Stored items
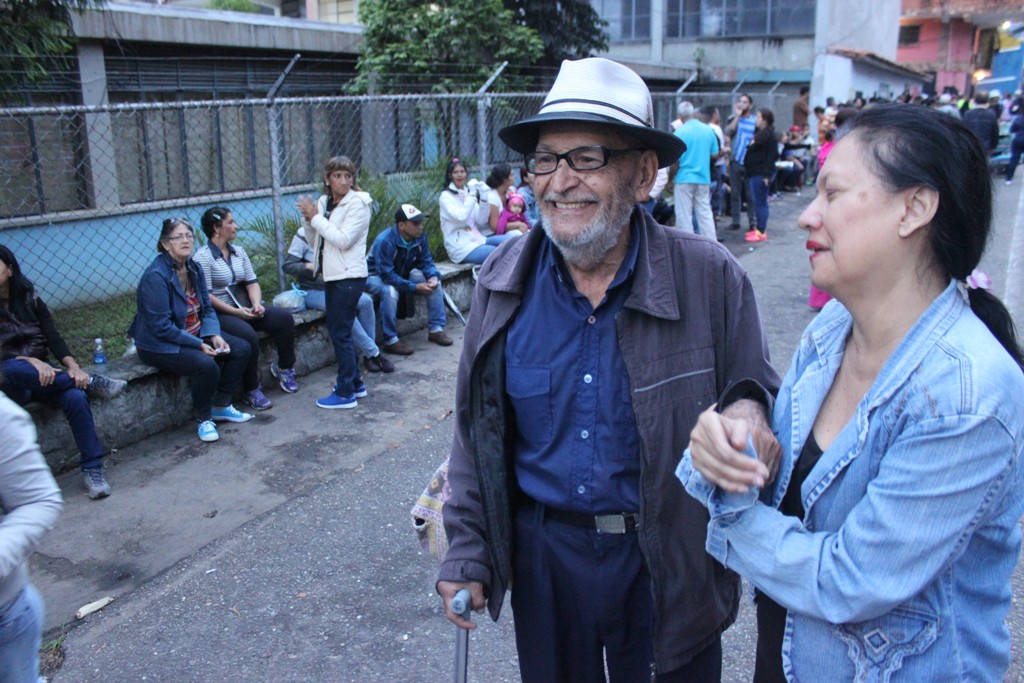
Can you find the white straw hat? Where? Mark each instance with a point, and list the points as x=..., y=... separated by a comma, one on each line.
x=597, y=90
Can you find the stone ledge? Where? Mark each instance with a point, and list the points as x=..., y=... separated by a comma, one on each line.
x=155, y=401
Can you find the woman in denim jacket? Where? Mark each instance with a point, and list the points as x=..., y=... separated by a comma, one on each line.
x=883, y=549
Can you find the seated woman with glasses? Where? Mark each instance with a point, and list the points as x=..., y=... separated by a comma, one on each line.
x=462, y=216
x=236, y=296
x=176, y=330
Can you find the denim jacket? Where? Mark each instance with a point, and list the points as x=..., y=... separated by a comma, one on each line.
x=159, y=326
x=900, y=569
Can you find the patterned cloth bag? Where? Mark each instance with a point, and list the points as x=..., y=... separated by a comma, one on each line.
x=427, y=513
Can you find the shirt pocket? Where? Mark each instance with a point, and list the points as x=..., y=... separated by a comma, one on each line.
x=880, y=646
x=529, y=389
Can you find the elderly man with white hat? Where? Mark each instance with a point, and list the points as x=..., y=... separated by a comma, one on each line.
x=593, y=345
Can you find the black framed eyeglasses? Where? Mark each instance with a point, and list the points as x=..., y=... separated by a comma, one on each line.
x=582, y=159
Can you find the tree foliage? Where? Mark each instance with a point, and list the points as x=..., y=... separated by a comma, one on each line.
x=451, y=46
x=35, y=36
x=569, y=29
x=235, y=6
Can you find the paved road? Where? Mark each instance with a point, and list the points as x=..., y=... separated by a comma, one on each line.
x=285, y=552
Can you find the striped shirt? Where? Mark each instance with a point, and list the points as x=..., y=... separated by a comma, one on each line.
x=221, y=271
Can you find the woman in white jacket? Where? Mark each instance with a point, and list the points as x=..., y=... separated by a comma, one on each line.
x=338, y=222
x=461, y=212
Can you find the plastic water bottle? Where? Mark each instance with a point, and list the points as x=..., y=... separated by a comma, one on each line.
x=98, y=354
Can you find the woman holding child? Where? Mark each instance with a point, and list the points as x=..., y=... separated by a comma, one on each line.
x=463, y=215
x=176, y=330
x=236, y=295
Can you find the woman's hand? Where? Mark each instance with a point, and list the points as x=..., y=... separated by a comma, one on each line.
x=79, y=376
x=717, y=445
x=306, y=206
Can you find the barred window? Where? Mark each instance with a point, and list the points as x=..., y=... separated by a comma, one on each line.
x=717, y=18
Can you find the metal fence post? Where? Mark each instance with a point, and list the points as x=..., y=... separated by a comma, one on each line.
x=482, y=104
x=275, y=163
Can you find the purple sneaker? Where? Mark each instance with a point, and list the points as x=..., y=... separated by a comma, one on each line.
x=286, y=378
x=256, y=399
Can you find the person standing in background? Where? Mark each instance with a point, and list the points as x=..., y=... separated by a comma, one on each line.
x=740, y=130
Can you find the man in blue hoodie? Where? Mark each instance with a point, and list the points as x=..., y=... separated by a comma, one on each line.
x=400, y=267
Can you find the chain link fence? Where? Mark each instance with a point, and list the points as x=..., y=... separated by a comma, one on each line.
x=84, y=189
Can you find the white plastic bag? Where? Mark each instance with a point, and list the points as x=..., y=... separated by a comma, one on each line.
x=294, y=299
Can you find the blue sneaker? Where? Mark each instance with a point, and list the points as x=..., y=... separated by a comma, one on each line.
x=208, y=431
x=334, y=401
x=229, y=414
x=360, y=390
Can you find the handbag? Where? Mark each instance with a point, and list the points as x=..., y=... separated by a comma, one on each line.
x=428, y=513
x=294, y=299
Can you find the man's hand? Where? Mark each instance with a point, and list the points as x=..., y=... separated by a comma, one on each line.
x=306, y=207
x=718, y=441
x=448, y=589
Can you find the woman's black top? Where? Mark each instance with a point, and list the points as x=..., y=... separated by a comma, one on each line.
x=771, y=615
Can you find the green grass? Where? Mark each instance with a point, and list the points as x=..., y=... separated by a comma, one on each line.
x=109, y=321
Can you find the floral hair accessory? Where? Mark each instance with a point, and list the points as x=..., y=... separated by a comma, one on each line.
x=979, y=281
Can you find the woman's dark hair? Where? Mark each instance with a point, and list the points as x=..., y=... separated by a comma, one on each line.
x=911, y=146
x=499, y=174
x=340, y=163
x=20, y=288
x=454, y=164
x=167, y=227
x=211, y=219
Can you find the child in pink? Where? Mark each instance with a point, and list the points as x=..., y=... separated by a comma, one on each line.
x=513, y=216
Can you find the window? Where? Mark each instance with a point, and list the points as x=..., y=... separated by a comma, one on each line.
x=716, y=18
x=909, y=35
x=628, y=19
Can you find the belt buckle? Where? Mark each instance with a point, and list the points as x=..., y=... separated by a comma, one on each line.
x=610, y=523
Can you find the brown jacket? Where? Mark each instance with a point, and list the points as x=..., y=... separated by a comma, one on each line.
x=689, y=329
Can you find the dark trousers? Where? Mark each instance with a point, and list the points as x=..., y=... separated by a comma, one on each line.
x=342, y=303
x=759, y=200
x=275, y=322
x=582, y=601
x=214, y=381
x=1016, y=151
x=20, y=382
x=737, y=184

WHAT THE EXERCISE ASKS: The records above should be copied word for word, with the pictures left out.

RESPONSE TO THIS TASK:
Can you find the white straw hat? Where? Mark each instance with a point, and list the points as x=..., y=... separated by a comma, one on each line.
x=597, y=90
Can you find the stone ledge? Where? Mark each instance with a point, and list the points as x=..., y=... separated by a comma, one on each line.
x=155, y=401
Can you find the woman in denim jacket? Where? Mark each instance with a point, and list the points as x=..., y=... separated by a comma, one on each line.
x=883, y=549
Can you find the seated woman with glasses? Where? Mark each instance with a point, and list the points as x=..., y=... separated by a comma, one on each line.
x=462, y=216
x=236, y=296
x=176, y=330
Can you find the denim jacket? Where? Mark each instance with a point, and list the points as x=..., y=... separated by a comma, one on each line.
x=159, y=326
x=900, y=569
Can you find the patterned cloth bag? Where? Mark each instance with a point, and list the points as x=..., y=... separated by a comma, one on each line.
x=427, y=513
Can you find the shirt pocket? Where? Mark each instance with a point, and list the points as x=..., y=... separated by a comma, one on each line.
x=880, y=646
x=529, y=389
Can you find the elderly man with white hat? Where? Mark each instance with a point, and list the points as x=..., y=... separated by a comma, one on each line.
x=593, y=345
Can you find the black framed eyeglasses? Where? Mark each instance with a point, and list the points as x=..., y=... separated by a comma, one on each line.
x=582, y=159
Can you find the tree foliage? Where? Mark each instance with a point, and list the points as x=..., y=... separated by a comma, one on each line.
x=451, y=46
x=35, y=36
x=569, y=29
x=235, y=6
Can you find the paved road? Where? Mark each instance with a point, and list the points as x=..., y=... separated by a comma, one on each line.
x=285, y=552
Can you find the striped shirt? Where? Mark each instance with a point, and list the points as x=..., y=... separated by a comma, one on each line.
x=221, y=271
Can you find the woman in white jacket? Where? Mark each instance with a point, and list the points as x=..., y=... separated by a comma, one on each line.
x=338, y=222
x=461, y=212
Can you find the plastic water bottle? Where? Mark each instance with a point, and list the points as x=..., y=... separated by a comma, one on each line.
x=98, y=354
Can you find the woman holding child? Where? Mark each instance with a point, and list the points as x=..., y=... separated by a comma, one on each line.
x=463, y=215
x=176, y=330
x=236, y=295
Can you find the woman's hand? Where? Mark each instance with a point, and list the points as x=..., y=... separated by a comma, one on each line.
x=79, y=376
x=717, y=445
x=306, y=206
Can you find the barred window? Where? Mark each instance with a point, and list the points as x=..., y=... separated by a comma, one on each line.
x=717, y=18
Can you find the metal fence post? Where? Mark each instance with a point, and list the points as x=..., y=... separated by a comma, one on each line.
x=482, y=104
x=275, y=163
Can you find the purple sneaker? Where? Mark each instance with a point, and list the points as x=..., y=... separated by a comma, one on each line.
x=286, y=378
x=256, y=399
Can you find the person standing in background? Where? Mark each instance with a point, and list the points as x=..., y=... separated by a comma, one on each line.
x=740, y=130
Can you find the man in blue hoodie? Where? Mark each instance with a point, and list the points as x=..., y=... separated by a comma, one on each line.
x=400, y=267
Can you find the chain link fence? Where? Mark each instance with a point, and list the points as x=..., y=... separated by a comma, one on each line.
x=84, y=189
Can you find the white plastic bag? Where? Mark each instance with a point, and list the points as x=..., y=... separated by a comma, one on each line.
x=294, y=299
Can you find the blue sneaker? Where? Mark each instance with a point, and list the points as x=..., y=... separated by a comma, one on each line.
x=208, y=431
x=334, y=401
x=229, y=414
x=360, y=390
Can you find the handbag? Where? Mark each instance with a point, and list the points as x=..., y=... separated by a comma, one on each line.
x=428, y=513
x=294, y=299
Can you find the man's hand? Where? Mark each instance with a point, and list the points as x=..., y=... separated by a comma, one on each line.
x=306, y=207
x=718, y=441
x=448, y=589
Can you find the woman's black top? Where? Mark each instance with a point, and list the points as x=..., y=... separated by a comma, one on each line.
x=771, y=615
Can you find the green grass? Where? Mark each instance with a point, and list the points as x=..., y=... separated by a comma, one on each line.
x=109, y=321
Can you find the floral hair accessory? Where? Mark each instance with a point, and list the points as x=..., y=... separated by a comma, one on each line.
x=979, y=281
Can you find the woman's dark hair? Where? Mark each instance with a point, and list the points as x=..., y=... separated by a comma, one on each line.
x=911, y=146
x=499, y=174
x=340, y=163
x=20, y=288
x=454, y=164
x=167, y=227
x=211, y=219
Can you find the child in pink? Where? Mark each instance with a point, and list the points as x=..., y=... separated by a comma, one on each line.
x=513, y=216
Can you find the window? Where? Mark each instance with a point, and list the points as x=..., y=... separated by a comma, one on each line.
x=716, y=18
x=909, y=35
x=628, y=19
Can you find the belt buckle? Where? Mark each instance with a point, and list the points as x=..., y=... separated by a comma, one on each line.
x=610, y=523
Can you find the brown jacket? Where? Mark each instance with a point, and list the points as x=..., y=... separated by a comma, one on each line.
x=689, y=329
Can you find the dark trousers? Where? Mark each instance with a point, and list the points as x=..., y=... separated by a comma, one on each line.
x=342, y=303
x=759, y=200
x=275, y=322
x=582, y=601
x=214, y=381
x=1016, y=151
x=20, y=382
x=737, y=184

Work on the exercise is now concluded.